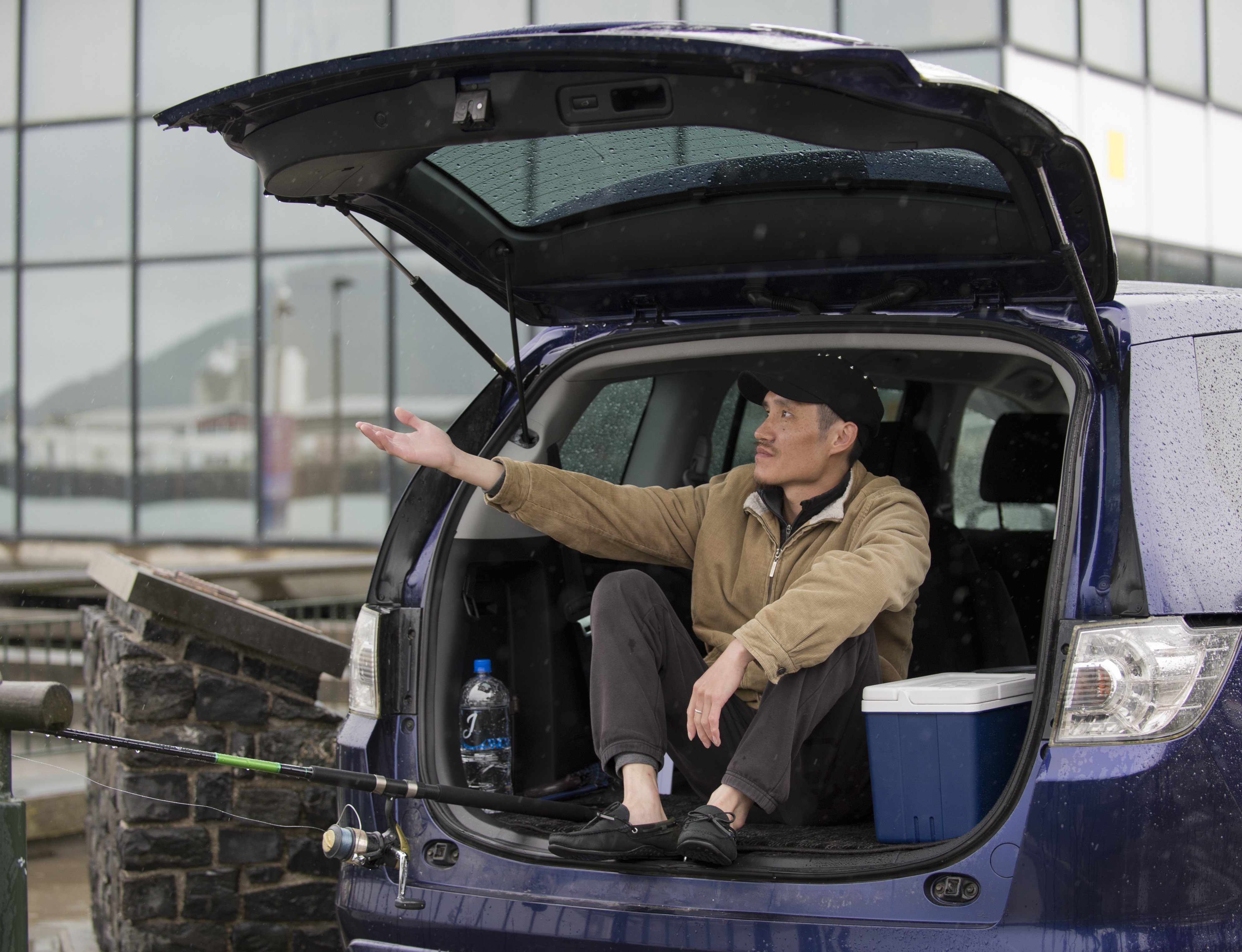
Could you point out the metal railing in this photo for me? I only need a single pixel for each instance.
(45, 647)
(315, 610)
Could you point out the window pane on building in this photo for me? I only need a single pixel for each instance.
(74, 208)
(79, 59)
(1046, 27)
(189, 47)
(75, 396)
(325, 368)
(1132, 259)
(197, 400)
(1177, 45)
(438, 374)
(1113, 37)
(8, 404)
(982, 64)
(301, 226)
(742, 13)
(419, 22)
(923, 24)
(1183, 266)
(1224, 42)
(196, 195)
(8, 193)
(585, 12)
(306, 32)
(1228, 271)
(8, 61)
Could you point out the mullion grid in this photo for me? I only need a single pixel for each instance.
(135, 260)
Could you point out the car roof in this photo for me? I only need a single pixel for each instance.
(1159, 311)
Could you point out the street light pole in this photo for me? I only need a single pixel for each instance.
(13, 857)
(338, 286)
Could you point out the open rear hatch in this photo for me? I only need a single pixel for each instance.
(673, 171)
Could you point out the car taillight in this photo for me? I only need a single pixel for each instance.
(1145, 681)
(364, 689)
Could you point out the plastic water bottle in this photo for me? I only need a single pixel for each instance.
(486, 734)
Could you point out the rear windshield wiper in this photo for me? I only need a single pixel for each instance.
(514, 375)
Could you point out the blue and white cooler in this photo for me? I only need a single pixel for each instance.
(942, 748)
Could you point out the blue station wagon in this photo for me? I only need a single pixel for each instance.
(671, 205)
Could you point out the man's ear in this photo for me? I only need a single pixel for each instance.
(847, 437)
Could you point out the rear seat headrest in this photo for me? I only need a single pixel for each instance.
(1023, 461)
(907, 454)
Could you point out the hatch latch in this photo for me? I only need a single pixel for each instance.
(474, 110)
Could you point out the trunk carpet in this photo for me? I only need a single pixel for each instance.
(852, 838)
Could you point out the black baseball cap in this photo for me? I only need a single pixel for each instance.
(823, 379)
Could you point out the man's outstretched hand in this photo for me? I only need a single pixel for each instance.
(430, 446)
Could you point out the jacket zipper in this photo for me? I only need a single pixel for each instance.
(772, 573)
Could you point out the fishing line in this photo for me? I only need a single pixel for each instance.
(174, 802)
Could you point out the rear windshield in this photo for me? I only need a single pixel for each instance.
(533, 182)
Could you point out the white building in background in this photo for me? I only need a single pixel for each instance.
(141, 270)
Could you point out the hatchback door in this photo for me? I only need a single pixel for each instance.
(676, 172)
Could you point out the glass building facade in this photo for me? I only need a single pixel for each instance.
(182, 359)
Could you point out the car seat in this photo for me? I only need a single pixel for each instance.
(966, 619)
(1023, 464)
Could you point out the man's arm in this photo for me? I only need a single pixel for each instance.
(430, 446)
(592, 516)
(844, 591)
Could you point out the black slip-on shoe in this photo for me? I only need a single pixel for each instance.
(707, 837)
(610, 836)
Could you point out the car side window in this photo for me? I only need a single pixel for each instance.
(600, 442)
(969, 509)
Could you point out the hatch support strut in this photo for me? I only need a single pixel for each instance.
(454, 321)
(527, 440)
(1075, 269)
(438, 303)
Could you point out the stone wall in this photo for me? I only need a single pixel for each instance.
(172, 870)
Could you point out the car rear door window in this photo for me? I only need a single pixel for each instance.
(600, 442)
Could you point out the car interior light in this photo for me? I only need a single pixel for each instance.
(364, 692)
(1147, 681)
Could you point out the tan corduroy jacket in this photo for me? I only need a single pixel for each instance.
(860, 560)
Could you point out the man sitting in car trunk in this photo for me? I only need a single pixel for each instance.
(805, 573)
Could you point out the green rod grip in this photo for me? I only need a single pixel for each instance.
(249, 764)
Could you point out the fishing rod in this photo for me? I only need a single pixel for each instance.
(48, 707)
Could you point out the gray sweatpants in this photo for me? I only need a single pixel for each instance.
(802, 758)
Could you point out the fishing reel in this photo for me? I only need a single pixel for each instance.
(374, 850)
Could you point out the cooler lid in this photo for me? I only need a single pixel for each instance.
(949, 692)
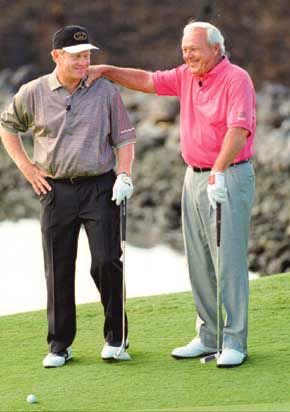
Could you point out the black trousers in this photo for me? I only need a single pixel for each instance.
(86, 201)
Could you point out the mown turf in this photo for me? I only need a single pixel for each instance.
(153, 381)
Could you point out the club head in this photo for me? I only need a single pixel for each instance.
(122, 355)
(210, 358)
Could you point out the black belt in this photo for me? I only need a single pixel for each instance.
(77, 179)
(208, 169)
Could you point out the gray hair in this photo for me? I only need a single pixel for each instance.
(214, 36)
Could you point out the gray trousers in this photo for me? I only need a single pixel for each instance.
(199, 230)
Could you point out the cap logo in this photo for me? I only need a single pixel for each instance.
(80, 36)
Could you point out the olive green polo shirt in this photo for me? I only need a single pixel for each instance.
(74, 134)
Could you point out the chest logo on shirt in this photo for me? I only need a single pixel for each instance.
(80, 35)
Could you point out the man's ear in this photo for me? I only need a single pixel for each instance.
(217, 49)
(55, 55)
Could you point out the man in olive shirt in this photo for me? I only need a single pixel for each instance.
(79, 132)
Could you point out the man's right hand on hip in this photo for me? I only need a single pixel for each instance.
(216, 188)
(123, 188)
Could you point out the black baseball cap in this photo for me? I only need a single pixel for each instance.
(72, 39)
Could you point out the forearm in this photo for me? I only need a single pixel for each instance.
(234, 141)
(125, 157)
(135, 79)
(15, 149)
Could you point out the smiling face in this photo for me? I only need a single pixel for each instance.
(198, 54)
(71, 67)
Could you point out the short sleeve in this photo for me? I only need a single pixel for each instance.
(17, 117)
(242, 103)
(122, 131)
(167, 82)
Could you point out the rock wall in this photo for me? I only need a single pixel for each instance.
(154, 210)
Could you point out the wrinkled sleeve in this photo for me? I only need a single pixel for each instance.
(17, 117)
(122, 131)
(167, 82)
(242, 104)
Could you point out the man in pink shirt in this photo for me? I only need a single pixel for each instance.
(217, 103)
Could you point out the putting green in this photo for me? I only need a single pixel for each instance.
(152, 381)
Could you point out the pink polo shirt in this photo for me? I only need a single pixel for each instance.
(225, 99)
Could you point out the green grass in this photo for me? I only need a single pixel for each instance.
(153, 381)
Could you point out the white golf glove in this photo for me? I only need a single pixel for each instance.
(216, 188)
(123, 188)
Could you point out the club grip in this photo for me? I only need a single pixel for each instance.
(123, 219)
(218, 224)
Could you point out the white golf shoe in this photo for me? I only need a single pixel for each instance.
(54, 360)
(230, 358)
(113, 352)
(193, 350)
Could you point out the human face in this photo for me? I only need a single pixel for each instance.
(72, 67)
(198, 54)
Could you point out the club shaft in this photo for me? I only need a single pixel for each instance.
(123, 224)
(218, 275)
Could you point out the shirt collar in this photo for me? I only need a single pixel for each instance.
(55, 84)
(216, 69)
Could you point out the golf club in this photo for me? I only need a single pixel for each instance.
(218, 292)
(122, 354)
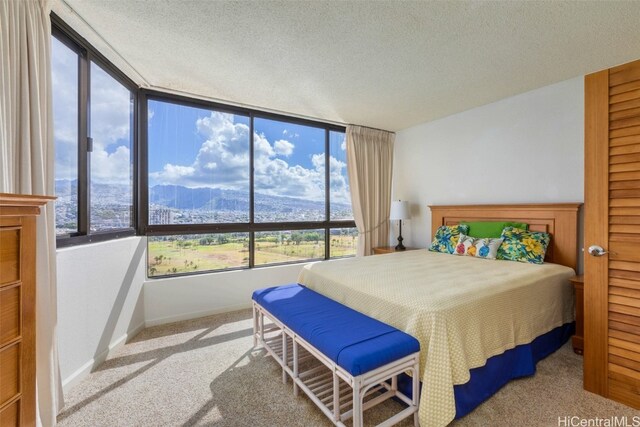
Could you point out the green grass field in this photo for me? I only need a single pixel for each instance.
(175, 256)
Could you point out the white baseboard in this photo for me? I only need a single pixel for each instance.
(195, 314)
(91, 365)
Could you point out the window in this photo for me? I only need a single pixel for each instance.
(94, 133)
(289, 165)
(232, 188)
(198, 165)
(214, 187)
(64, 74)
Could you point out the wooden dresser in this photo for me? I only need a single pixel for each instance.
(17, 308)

━━━━━━━━

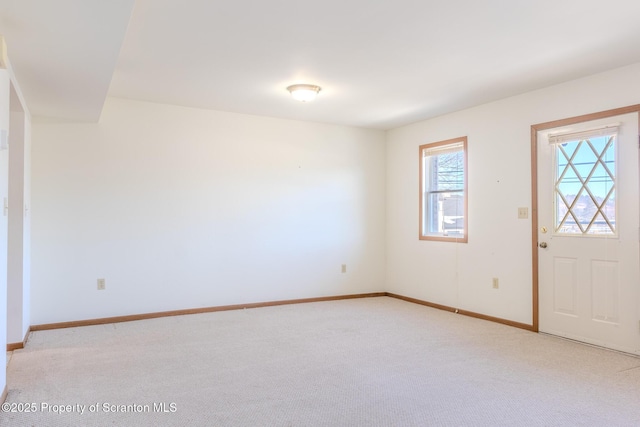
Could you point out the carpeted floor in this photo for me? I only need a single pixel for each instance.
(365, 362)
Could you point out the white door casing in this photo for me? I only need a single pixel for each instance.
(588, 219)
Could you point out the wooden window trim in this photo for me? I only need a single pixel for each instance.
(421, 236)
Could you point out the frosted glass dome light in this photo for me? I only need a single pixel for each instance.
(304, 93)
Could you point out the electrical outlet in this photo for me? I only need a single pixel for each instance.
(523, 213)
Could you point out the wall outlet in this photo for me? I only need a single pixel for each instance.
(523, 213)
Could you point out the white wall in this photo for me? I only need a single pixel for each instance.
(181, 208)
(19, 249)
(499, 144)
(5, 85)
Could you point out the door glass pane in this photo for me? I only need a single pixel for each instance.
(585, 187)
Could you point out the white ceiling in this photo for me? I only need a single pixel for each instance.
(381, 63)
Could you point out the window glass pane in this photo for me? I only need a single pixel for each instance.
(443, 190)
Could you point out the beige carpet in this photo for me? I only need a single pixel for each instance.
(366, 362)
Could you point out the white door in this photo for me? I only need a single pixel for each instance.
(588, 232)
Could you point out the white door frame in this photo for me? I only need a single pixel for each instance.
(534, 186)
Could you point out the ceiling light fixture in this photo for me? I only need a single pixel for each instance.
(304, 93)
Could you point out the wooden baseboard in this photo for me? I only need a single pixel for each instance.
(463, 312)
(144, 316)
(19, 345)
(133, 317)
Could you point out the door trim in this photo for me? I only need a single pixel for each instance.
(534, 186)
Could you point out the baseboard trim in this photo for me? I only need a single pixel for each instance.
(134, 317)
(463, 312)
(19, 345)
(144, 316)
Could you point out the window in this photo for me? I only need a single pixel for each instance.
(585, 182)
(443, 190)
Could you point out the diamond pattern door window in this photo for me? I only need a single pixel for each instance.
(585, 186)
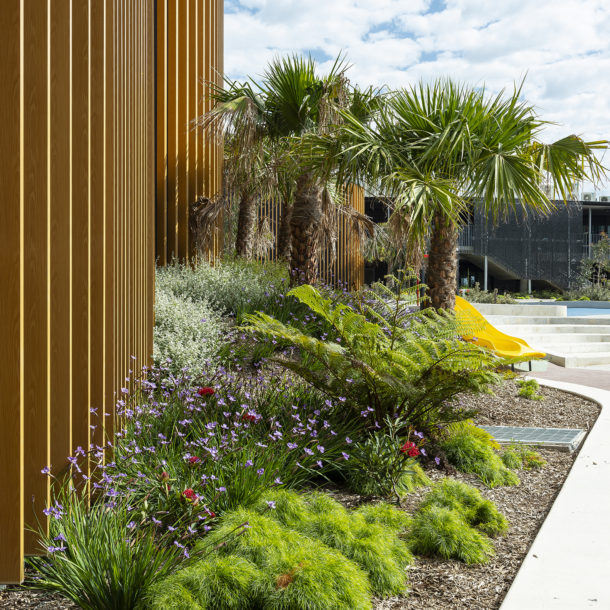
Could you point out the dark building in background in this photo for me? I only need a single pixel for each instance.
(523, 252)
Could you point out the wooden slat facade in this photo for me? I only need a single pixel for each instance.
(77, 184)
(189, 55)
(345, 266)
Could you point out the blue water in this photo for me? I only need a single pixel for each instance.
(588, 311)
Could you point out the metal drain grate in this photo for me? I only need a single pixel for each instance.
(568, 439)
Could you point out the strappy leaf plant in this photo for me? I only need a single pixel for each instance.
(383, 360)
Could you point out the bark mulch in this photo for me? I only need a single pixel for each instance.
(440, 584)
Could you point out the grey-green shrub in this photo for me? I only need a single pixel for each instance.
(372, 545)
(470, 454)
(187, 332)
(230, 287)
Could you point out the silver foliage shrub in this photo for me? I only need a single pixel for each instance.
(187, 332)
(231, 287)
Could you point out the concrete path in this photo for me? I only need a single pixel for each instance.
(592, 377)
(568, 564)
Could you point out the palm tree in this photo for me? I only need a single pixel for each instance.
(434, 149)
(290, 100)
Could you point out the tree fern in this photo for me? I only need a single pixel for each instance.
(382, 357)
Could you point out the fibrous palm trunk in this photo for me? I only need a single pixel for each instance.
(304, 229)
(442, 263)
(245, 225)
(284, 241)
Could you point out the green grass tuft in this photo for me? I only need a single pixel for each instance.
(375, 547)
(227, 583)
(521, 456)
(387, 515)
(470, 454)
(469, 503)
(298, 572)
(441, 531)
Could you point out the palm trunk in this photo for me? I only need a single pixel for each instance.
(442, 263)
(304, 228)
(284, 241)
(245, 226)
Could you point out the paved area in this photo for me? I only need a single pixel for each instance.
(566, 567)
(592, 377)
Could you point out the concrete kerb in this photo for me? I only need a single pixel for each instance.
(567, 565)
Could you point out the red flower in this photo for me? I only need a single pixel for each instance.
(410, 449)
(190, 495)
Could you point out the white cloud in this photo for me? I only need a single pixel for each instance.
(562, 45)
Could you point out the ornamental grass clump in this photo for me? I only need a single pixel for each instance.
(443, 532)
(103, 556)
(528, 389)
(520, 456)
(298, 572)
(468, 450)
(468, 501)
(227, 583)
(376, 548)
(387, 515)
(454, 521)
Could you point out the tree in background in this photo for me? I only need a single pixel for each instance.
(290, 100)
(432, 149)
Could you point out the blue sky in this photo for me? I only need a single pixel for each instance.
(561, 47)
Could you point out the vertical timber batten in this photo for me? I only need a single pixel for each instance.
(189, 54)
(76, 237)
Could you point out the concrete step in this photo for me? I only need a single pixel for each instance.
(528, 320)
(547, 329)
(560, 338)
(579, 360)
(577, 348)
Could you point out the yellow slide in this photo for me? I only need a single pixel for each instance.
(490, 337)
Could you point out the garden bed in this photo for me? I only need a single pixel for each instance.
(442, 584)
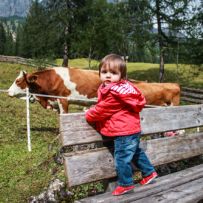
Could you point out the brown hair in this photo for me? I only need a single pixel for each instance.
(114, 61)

━━━━━━━━

Change every "photo" to "image" in the lines from the one holding "Could you point out the window pane" through the one holding "(1159, 311)", inclusive, and give only those lines, otherwise unchanged.

• The completed task
Could you point out the window pane on building in this image for me? I only need a single pixel for each instance.
(74, 208)
(79, 59)
(1046, 27)
(189, 47)
(75, 396)
(325, 368)
(1132, 259)
(197, 400)
(1177, 45)
(438, 374)
(1113, 37)
(8, 404)
(982, 64)
(301, 226)
(742, 13)
(419, 22)
(923, 24)
(1183, 266)
(1224, 42)
(196, 195)
(8, 193)
(585, 12)
(306, 32)
(1228, 271)
(8, 61)
Could you point out the mullion grid in this image for me? I only need a single pixel for each instance.
(135, 260)
Could you point out the car roof in this image for me? I only need a single pixel for each instance.
(1159, 311)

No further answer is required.